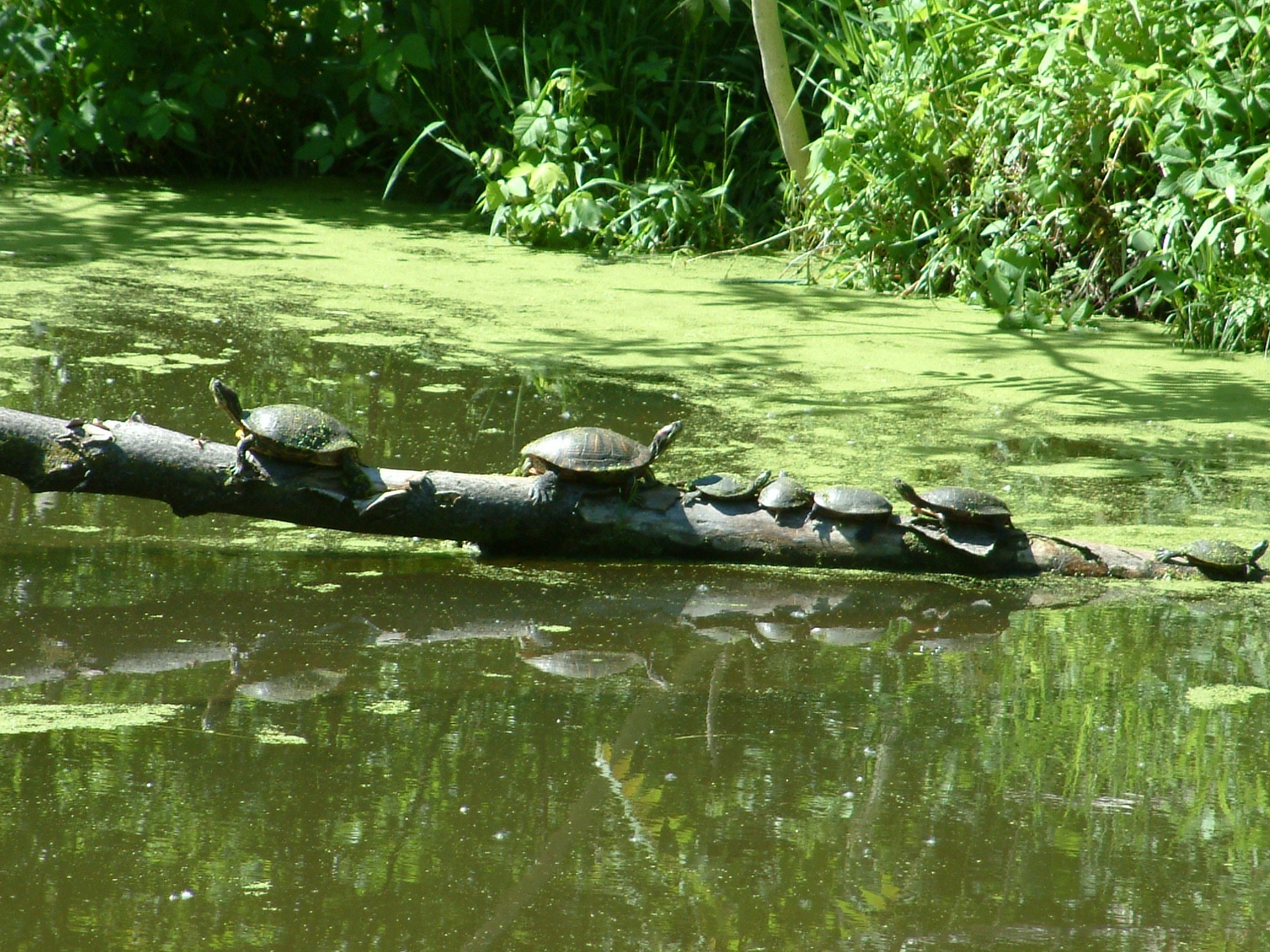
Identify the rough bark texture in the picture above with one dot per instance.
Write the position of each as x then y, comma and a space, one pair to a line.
131, 457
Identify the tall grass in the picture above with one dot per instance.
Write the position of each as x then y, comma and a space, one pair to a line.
338, 86
1052, 161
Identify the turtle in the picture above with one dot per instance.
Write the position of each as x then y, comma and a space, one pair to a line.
1219, 558
853, 505
727, 487
294, 433
784, 494
592, 455
958, 505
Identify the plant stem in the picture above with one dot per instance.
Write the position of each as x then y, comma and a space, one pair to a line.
780, 88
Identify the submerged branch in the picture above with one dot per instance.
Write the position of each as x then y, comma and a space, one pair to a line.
499, 514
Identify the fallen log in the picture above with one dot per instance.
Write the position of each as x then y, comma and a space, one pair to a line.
498, 514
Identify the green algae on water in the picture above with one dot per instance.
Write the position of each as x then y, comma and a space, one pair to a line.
38, 719
272, 735
1208, 697
390, 707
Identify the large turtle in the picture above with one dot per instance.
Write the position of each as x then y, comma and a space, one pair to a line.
1219, 559
291, 432
784, 495
853, 505
958, 505
593, 455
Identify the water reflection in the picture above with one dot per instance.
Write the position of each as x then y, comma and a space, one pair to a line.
384, 747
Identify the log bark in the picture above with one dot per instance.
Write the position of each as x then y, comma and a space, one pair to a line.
497, 513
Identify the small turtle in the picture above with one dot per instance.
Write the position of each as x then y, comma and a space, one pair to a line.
853, 505
784, 494
727, 487
958, 505
593, 455
1220, 559
291, 432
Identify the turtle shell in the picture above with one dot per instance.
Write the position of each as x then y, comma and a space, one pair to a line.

========

(Instructions for the task): Reproduce exactly the stretch of the material above that starts at the line with "Identify the log" and ends at the line with "Identify the turtle shell", both included, and nothing else.

(Written solution):
Identify the log bark in the picture above with one dot per instance.
Write the position of each as x then y, comma and a space, one pair to a line.
497, 513
Identify the small turtle in the picture above with one dot per instance.
Write the position of each as x then y, comma and a space, one pair to a line.
853, 505
784, 494
727, 487
958, 505
593, 455
1220, 559
291, 432
Identify the turtle shell in the picture above with one dot per instance.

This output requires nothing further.